» Stored data entries:
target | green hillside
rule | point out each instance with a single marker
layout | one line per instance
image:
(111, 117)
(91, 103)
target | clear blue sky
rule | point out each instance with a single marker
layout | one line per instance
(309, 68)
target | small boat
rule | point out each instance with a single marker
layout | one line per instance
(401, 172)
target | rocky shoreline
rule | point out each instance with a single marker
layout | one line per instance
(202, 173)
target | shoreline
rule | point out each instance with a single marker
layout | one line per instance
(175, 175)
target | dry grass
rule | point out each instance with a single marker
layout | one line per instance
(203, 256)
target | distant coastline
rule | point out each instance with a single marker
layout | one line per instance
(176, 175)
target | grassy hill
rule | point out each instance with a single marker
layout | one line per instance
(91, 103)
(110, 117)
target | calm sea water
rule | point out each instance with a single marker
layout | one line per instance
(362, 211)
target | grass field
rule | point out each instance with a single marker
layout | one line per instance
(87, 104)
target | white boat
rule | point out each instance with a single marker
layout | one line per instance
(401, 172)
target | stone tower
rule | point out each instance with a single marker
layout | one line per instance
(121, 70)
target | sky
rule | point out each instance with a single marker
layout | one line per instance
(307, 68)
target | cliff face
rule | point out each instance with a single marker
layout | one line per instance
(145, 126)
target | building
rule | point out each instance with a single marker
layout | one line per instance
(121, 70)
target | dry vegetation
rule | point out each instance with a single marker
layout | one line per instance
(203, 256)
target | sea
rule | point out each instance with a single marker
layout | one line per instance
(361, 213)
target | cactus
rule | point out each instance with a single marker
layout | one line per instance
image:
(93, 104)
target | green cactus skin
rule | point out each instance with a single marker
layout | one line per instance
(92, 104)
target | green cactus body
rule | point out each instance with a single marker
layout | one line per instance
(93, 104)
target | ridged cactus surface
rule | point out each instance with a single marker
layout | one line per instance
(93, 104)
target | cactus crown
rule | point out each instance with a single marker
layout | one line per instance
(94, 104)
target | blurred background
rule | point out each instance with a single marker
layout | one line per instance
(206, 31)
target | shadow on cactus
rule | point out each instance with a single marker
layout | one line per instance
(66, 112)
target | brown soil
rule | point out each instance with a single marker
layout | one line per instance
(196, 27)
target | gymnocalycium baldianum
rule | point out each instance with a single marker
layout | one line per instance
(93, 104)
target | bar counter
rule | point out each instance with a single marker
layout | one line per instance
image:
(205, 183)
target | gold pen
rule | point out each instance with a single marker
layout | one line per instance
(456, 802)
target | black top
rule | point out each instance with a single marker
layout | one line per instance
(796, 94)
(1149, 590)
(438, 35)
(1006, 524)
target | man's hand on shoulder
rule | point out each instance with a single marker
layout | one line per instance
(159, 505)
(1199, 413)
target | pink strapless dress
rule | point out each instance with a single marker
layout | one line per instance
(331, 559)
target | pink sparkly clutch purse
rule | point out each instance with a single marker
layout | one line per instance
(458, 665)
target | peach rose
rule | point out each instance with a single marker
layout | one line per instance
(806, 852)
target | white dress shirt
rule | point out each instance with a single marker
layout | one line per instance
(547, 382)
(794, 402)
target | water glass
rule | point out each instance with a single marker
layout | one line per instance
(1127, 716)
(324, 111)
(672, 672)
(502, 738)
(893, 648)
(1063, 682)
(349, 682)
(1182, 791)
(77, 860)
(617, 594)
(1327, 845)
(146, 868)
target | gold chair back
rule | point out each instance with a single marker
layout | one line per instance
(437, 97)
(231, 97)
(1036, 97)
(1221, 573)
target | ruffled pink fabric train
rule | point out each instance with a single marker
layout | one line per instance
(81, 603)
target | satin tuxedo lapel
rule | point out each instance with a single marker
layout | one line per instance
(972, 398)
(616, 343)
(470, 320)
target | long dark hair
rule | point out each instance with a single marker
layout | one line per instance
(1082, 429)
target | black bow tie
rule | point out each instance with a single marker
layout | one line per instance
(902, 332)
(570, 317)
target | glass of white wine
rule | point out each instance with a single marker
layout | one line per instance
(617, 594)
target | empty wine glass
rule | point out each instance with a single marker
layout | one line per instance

» WORK ORDER:
What you return must be the lines above that run from the line with "target | gymnocalycium baldianum" to the line with "target | gold pen", inclusive, each copied exactly.

» SOLUTION TO THIS PROBLEM:
target | gymnocalycium baldianum
rule | point out each instance with a single marker
layout | one line per instance
(93, 104)
target | bar counter
rule | point out each instance with a single marker
layout | one line per instance
image:
(205, 183)
target | gold pen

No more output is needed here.